EXERCISE REQUIREMENTS:
Copy the records below exactly. Include all of them.

━━━━━━

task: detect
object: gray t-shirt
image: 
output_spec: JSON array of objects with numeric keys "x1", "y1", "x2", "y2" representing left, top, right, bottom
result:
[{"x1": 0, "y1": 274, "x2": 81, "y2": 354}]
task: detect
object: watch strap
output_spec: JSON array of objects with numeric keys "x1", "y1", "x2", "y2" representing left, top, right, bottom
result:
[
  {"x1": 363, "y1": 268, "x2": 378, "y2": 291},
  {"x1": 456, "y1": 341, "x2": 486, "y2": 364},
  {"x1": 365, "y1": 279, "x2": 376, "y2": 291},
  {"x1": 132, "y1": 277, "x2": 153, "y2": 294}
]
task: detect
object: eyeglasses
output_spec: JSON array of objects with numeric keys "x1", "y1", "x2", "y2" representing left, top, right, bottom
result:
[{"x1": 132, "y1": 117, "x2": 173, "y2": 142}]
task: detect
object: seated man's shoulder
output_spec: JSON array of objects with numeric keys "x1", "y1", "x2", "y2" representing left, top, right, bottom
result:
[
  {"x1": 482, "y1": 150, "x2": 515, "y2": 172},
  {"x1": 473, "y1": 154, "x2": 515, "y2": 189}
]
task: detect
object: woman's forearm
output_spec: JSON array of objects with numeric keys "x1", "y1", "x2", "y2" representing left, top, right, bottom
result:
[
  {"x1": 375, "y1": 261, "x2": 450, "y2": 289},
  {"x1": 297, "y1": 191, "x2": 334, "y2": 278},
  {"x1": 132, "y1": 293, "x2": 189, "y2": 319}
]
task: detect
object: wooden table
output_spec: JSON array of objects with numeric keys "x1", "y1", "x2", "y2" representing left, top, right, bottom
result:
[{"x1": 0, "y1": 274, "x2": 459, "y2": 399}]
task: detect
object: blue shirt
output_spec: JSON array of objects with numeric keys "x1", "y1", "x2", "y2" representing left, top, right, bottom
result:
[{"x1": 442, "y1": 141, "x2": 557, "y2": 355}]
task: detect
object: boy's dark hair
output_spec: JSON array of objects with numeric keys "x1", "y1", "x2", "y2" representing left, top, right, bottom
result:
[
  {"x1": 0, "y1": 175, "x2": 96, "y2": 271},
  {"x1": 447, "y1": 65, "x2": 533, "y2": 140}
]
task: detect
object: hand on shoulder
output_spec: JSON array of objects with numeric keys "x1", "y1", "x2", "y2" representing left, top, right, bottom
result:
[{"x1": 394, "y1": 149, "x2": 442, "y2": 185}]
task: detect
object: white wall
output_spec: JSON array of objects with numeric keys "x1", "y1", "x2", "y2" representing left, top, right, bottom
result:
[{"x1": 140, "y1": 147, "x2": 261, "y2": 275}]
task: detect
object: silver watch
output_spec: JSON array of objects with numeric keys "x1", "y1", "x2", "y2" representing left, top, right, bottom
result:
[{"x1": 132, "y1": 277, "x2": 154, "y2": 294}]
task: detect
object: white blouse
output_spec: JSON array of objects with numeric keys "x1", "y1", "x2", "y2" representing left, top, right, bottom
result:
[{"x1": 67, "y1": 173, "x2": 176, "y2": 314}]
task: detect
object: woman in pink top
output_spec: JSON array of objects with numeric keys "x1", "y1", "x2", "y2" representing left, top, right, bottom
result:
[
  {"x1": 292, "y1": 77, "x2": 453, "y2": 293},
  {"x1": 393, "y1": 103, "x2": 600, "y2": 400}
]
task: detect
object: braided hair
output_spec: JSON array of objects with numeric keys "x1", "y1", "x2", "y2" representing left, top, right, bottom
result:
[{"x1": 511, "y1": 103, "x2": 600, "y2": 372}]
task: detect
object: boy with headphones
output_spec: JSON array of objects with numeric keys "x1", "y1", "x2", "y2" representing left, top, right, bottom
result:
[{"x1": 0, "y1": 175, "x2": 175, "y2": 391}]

━━━━━━

YOUR SOLUTION:
task: detect
object: gray t-shirt
image: 
output_spec: JSON array of objects with numeric keys "x1", "y1", "x2", "y2" representing left, top, right, bottom
result:
[{"x1": 0, "y1": 274, "x2": 81, "y2": 354}]
task: detect
object: watch strap
output_spec: JSON array of objects with numeric keys "x1", "y1", "x2", "y2" representing left, top, right, bottom
result:
[
  {"x1": 363, "y1": 268, "x2": 378, "y2": 291},
  {"x1": 456, "y1": 341, "x2": 486, "y2": 364},
  {"x1": 365, "y1": 279, "x2": 376, "y2": 291},
  {"x1": 132, "y1": 277, "x2": 153, "y2": 294}
]
task: detect
object: eyeglasses
output_spec: JSON array of objects with numeric keys "x1", "y1", "x2", "y2" representing left, top, right, bottom
result:
[{"x1": 132, "y1": 117, "x2": 173, "y2": 142}]
task: detect
object: seated man's shoulder
output_spec: JSON array of objects with numeric keys "x1", "y1", "x2", "y2" representing left, top, right, bottom
result:
[
  {"x1": 482, "y1": 150, "x2": 515, "y2": 172},
  {"x1": 473, "y1": 154, "x2": 515, "y2": 189}
]
task: detect
object: woman's forearm
output_spec: JSON array of objects with numeric keys "x1", "y1", "x2", "y2" representing left, top, right, bottom
result:
[
  {"x1": 375, "y1": 261, "x2": 450, "y2": 289},
  {"x1": 297, "y1": 191, "x2": 334, "y2": 278},
  {"x1": 132, "y1": 293, "x2": 189, "y2": 319}
]
task: detect
object: wooden table
output_spec: JSON array of objects with numeric keys "x1", "y1", "x2", "y2" representing left, top, right, bottom
result:
[{"x1": 0, "y1": 274, "x2": 459, "y2": 399}]
task: detect
object: blue shirt
output_spec: JSON array of objects with numeric keys "x1", "y1", "x2", "y2" representing left, top, right, bottom
result:
[{"x1": 442, "y1": 141, "x2": 557, "y2": 355}]
task: detect
object: boy's dark hair
output_spec: JSON array of objects with numeric keys "x1", "y1", "x2", "y2" representing left, top, right, bottom
result:
[
  {"x1": 0, "y1": 175, "x2": 96, "y2": 271},
  {"x1": 447, "y1": 65, "x2": 533, "y2": 140}
]
task: detect
object: hand on shoulder
output_spec: JSON array of objects with numeric keys "x1", "y1", "x2", "y2" representing left, top, right, bottom
result:
[{"x1": 394, "y1": 149, "x2": 442, "y2": 185}]
task: detect
object: white wall
output_spec: JSON array of objects with numeric keys "x1", "y1", "x2", "y2" representing left, top, right, bottom
result:
[{"x1": 140, "y1": 147, "x2": 261, "y2": 275}]
task: detect
object: silver watch
output_spec: JSON array of objects with numeric keys "x1", "y1", "x2", "y2" representing left, top, right, bottom
result:
[{"x1": 132, "y1": 277, "x2": 154, "y2": 294}]
task: detect
object: white blouse
output_spec: JSON array of objects with numeric keys "x1", "y1", "x2", "y2" representing left, top, right, bottom
result:
[{"x1": 67, "y1": 173, "x2": 176, "y2": 314}]
task: detect
object: woman in pink top
output_spec: JSON array of objects with numeric keys "x1", "y1", "x2", "y2" representing left, top, right, bottom
result:
[
  {"x1": 292, "y1": 77, "x2": 453, "y2": 293},
  {"x1": 393, "y1": 103, "x2": 600, "y2": 400}
]
task: detect
object: braided hair
output_spec: JSON array of objects with numeric keys "x1", "y1", "x2", "y2" representing left, top, right, bottom
result:
[{"x1": 511, "y1": 103, "x2": 600, "y2": 372}]
task: detect
object: boy with headphones
output_spec: JSON array of objects with numeric keys "x1", "y1", "x2", "y2" representing left, top, right, bottom
result:
[{"x1": 0, "y1": 175, "x2": 175, "y2": 391}]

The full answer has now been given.